Ayumi’s research program aims to improve predictability of hazardous weather, ice, and lake/ocean events in cold regions in order to support preparedness and resilience in coastal communities. The main question her research group aims to address is: what are the impacts of interactions between ice and oceans / ice and lakes on larger scale phenomena, such as severe winter weather, storm surges, and sea/lake ice melting? The research group primarily use numerical geophysical modeling to address research questions; and scientific findings from research feed back into the models and improve their predictability. Aymi’s work has focused on applications to the Great Lakes, Arctic Ocean, the Alaskan coastal region, and the Sea of Okhotsk.
Jia’s research focuses on coupled ice-ocean modeling from coastal to basin scales in the Arctic and the Great Lakes, polar and subpolar (including the Great Lakes) climate change, ocean dynamics, and numerical modeling of coupled biological-physical system. Jia has developed a coupled ice-ocean model (CIOM) based on POM in the Arctic and Bering seas, which has also been applied to the Great Lakes, and further to the Great Lakes Coastal Forecast System (GLCFS) for 5-day ice forecasts. He also conducted research on the relationship between Arctic and Great Lakes ice and the atmospheric teleconnection patterns.
Philip is the branch chief of the Integrated Physical and Ecological Modeling and Forecasting (IPEMF) branch at the NOAA Great Lakes Environmental Research Laboratory (GLERL) in Ann Arbor Michigan. He also serves as NOAA/NESDIS CoastWatch manager in the Great Lakes region. His research interests include operational coastal forecasting systems, hydrodynamic modeling, satellite remote sensing, data assimilation and Geographic Information Systems (GIS). Philip received both M.S. and Ph.D. degrees from the Civil and Environmental Engineering Department at The Ohio State University. He also received an MBA degree from Tulane University. Prior to joining NOAA, he was an oceanographer conducting research on coupled ocean models at the U.S. Naval Research Laboratory at NASA Stennis Space Center. Philip holds a patent for inventing an automated method for predicting tidal heights and currents in coastal and estuarine zones. He is also a licensed professional engineer in State of Ohio and adjunct faculty member of six universities.

________________________________________

▸ **PROBLEMS AND TASKS**
- 1) List every research interest that the researcher profiles give for Philip.
- 2) Copy the part of the researcher profiles that opens with the words containing "Ayumi’s research program" and closes with "Sea of Okhotsk.", swapping "research group" for "team".
The records were taken from a separate source and have no connection to the researcher profiles.

________________________________________

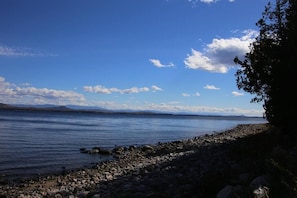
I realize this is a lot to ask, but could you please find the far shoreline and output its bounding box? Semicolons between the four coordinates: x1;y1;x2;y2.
0;123;269;197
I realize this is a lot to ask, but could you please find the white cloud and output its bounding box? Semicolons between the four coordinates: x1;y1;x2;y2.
203;85;220;90
184;49;228;73
120;87;150;94
0;45;57;57
0;77;86;105
83;85;163;94
182;92;200;97
200;0;216;3
152;85;163;92
232;91;243;96
194;92;200;96
182;93;191;97
149;59;175;68
184;30;258;73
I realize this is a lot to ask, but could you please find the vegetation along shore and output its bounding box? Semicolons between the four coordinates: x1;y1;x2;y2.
0;124;297;197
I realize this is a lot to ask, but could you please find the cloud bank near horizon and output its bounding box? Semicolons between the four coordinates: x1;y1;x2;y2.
0;76;263;116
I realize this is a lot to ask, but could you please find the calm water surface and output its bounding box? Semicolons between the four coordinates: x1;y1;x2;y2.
0;111;266;179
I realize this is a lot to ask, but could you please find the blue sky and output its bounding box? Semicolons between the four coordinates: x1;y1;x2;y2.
0;0;268;116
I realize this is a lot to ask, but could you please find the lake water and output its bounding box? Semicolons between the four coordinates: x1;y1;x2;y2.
0;110;266;180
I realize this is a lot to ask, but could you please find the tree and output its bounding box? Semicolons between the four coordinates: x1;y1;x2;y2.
234;0;297;131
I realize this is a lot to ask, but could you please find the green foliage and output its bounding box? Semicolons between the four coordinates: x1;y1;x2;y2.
234;0;297;130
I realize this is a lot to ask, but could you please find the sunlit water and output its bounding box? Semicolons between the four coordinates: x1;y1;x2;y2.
0;111;266;179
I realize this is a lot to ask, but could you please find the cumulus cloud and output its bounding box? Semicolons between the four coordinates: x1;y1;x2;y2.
0;45;57;57
0;77;86;105
182;92;200;97
83;85;162;94
152;85;163;92
232;91;243;96
203;85;220;90
149;59;175;68
194;92;200;96
184;30;258;73
182;93;191;97
200;0;216;3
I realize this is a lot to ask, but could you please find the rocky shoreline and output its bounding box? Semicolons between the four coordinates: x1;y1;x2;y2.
0;124;271;198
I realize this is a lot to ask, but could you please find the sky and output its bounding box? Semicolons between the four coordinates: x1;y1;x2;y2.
0;0;268;116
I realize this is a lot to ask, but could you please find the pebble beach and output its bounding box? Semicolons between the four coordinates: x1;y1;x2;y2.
0;124;270;198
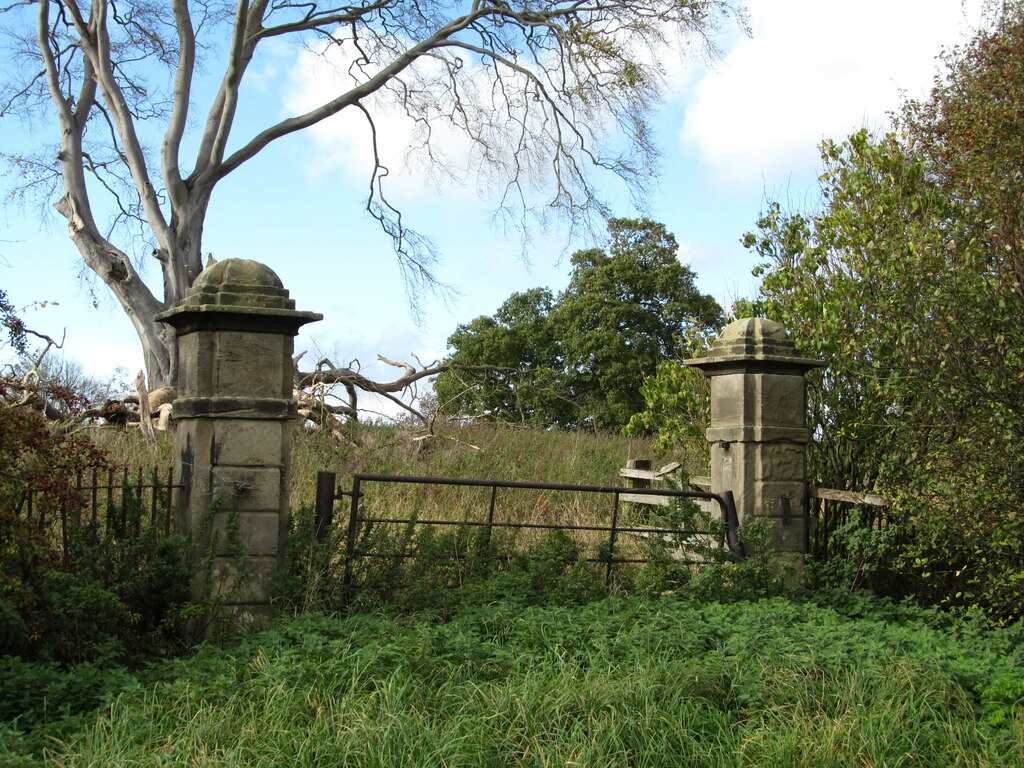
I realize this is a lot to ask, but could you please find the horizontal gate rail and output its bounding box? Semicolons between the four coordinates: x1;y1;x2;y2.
314;472;741;589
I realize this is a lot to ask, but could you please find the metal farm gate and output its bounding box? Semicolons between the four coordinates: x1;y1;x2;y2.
314;472;740;589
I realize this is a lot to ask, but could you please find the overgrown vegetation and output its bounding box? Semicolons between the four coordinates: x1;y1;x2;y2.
641;3;1024;623
434;219;723;429
8;597;1024;768
0;409;188;663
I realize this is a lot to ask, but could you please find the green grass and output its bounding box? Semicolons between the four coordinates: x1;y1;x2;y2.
8;598;1024;768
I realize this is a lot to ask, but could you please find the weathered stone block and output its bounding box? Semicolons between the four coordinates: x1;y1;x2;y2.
207;466;284;512
211;512;285;557
216;419;284;467
211;331;292;399
754;374;806;427
211;557;279;605
754;442;807;482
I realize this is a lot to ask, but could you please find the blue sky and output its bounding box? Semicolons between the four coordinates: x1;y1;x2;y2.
0;0;981;409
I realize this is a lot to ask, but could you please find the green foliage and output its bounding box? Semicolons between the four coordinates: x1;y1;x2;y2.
745;19;1024;621
0;493;189;663
0;289;29;354
435;219;722;428
626;328;716;471
0;409;188;663
14;598;1024;768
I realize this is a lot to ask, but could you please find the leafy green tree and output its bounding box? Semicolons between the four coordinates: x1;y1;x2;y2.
435;219;722;428
0;0;742;386
644;3;1024;622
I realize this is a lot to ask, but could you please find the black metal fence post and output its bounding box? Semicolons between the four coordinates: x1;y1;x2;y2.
313;472;337;541
343;475;362;600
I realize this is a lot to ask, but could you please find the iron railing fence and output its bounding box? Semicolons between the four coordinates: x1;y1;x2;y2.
16;467;184;554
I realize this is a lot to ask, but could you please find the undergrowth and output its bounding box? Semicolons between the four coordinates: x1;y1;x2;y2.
0;596;1024;768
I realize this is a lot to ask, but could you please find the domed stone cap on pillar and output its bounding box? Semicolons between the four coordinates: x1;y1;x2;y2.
157;259;324;336
683;317;826;376
181;259;295;309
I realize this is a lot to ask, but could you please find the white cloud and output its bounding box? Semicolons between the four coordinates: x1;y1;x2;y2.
680;0;981;187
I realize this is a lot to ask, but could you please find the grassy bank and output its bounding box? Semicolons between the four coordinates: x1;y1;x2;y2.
90;424;654;509
6;597;1024;767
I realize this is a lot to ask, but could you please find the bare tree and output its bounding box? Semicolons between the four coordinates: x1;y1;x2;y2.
0;0;732;386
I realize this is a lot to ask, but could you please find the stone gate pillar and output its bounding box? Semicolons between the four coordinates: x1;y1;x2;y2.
684;317;825;563
157;259;323;626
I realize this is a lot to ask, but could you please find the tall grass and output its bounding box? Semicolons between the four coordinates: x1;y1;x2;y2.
91;424;653;522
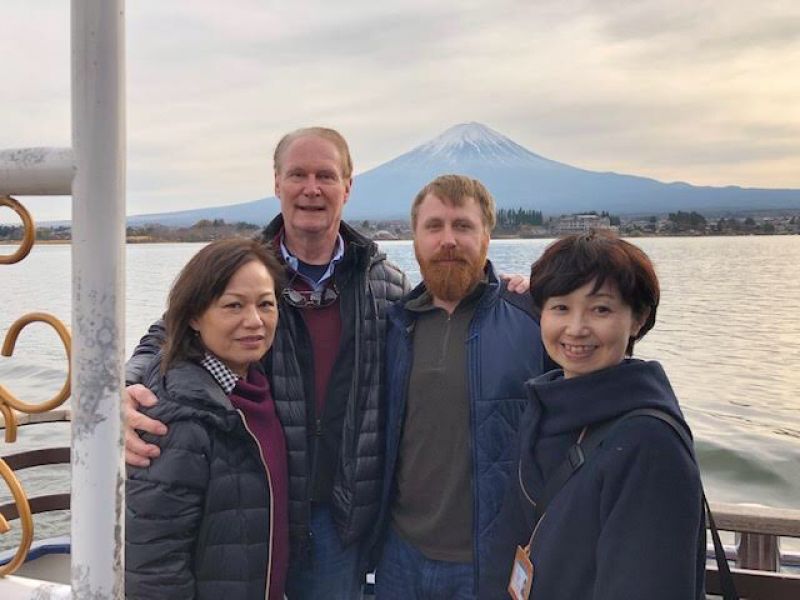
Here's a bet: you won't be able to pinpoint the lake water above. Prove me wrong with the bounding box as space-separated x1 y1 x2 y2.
0 236 800 548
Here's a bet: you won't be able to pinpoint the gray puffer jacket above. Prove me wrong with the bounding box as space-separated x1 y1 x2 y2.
125 355 272 600
125 215 410 560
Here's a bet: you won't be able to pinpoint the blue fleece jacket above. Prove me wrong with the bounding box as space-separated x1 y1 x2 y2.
480 360 705 600
376 261 552 592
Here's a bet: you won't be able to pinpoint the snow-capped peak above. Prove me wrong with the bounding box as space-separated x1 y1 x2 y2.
409 122 540 162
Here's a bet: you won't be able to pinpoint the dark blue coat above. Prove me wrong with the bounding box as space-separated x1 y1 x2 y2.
480 360 706 600
379 263 545 596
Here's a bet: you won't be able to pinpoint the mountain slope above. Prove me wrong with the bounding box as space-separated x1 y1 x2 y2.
129 123 800 225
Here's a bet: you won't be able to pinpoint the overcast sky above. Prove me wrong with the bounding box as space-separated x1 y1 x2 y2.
0 0 800 222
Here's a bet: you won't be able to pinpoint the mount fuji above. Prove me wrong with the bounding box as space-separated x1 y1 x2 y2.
128 123 800 225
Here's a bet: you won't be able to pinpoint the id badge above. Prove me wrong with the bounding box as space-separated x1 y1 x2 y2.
508 546 533 600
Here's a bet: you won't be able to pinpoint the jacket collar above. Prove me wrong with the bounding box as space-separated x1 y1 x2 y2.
526 359 684 436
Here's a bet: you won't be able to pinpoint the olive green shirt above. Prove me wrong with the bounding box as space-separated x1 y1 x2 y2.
392 283 486 563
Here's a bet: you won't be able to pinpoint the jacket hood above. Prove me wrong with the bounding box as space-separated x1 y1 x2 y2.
527 359 688 436
144 354 241 431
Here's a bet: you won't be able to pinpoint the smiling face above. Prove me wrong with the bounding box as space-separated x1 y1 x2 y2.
275 135 352 244
541 281 646 378
414 194 489 304
190 260 278 377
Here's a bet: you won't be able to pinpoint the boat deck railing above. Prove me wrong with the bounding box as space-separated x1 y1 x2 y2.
0 408 800 600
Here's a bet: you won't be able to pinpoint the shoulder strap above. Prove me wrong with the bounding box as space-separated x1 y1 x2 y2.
536 408 739 600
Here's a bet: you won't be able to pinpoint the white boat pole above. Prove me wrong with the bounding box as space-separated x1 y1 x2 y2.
71 0 125 600
0 148 75 196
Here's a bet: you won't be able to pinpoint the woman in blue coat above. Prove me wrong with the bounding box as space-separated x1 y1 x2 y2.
480 231 705 600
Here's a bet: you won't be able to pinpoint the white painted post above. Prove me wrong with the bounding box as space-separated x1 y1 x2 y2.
0 148 75 196
71 0 125 600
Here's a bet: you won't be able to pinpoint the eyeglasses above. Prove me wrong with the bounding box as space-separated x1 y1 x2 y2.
281 285 339 308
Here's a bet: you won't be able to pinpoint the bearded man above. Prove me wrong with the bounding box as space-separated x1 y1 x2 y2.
375 175 549 600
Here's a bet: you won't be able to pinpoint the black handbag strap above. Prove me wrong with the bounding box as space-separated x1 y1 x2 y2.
536 408 739 600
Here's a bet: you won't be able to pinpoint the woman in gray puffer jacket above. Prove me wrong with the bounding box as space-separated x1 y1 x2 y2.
130 239 288 600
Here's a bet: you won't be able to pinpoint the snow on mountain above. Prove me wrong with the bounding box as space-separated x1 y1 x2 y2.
129 123 800 225
386 122 558 166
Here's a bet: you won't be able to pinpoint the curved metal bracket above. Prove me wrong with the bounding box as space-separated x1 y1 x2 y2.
0 458 33 577
0 196 36 265
0 312 72 442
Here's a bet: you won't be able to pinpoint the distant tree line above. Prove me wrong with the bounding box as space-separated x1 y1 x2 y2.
497 208 544 231
667 210 706 232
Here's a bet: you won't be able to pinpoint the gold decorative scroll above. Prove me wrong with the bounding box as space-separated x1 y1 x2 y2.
0 458 33 577
0 312 72 442
0 196 36 265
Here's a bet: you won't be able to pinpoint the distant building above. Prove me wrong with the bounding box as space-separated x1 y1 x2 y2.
553 215 611 235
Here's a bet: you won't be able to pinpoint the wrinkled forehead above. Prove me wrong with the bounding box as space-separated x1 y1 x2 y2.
275 133 344 175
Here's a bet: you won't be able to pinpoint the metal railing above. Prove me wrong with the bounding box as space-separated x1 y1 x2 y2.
0 0 125 600
706 504 800 600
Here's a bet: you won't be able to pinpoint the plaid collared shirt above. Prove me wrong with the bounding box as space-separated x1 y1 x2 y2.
280 233 344 291
200 352 241 395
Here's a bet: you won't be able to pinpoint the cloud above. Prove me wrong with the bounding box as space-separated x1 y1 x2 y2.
0 0 800 219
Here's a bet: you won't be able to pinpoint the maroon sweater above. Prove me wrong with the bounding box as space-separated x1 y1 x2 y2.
230 366 289 600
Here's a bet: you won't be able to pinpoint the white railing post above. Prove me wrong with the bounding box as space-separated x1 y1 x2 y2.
71 0 125 600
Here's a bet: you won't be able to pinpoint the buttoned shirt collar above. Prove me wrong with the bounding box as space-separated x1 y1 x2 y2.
200 352 241 396
280 233 344 291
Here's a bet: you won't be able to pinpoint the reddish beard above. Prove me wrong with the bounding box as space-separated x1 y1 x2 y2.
414 242 489 302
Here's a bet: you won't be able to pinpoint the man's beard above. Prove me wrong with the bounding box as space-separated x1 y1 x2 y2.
414 240 489 302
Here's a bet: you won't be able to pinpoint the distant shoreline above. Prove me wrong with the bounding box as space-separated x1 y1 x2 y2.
0 231 800 246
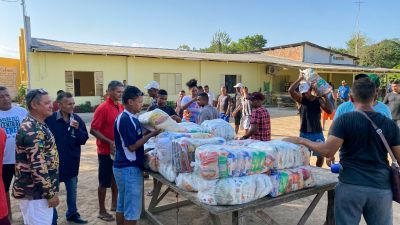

________________________________________

▸ **PER-TASK ANSWERS**
- 1)
- Operational coastal forecasting systems
- Hydrodynamic modeling
- Satellite remote sensing
- Data assimilation
- Geographic Information Systems (GIS)

- 2)
Ayumi’s research program aims to improve predictability of hazardous weather, ice, and lake/ocean events in cold regions in order to support preparedness and resilience in coastal communities. The main question her team aims to address is: what are the impacts of interactions between ice and oceans / ice and lakes on larger scale phenomena, such as severe winter weather, storm surges, and sea/lake ice melting? The team primarily use numerical geophysical modeling to address research questions; and scientific findings from research feed back into the models and improve their predictability. Aymi’s work has focused on applications to the Great Lakes, Arctic Ocean, the Alaskan coastal region, and the Sea of Okhotsk.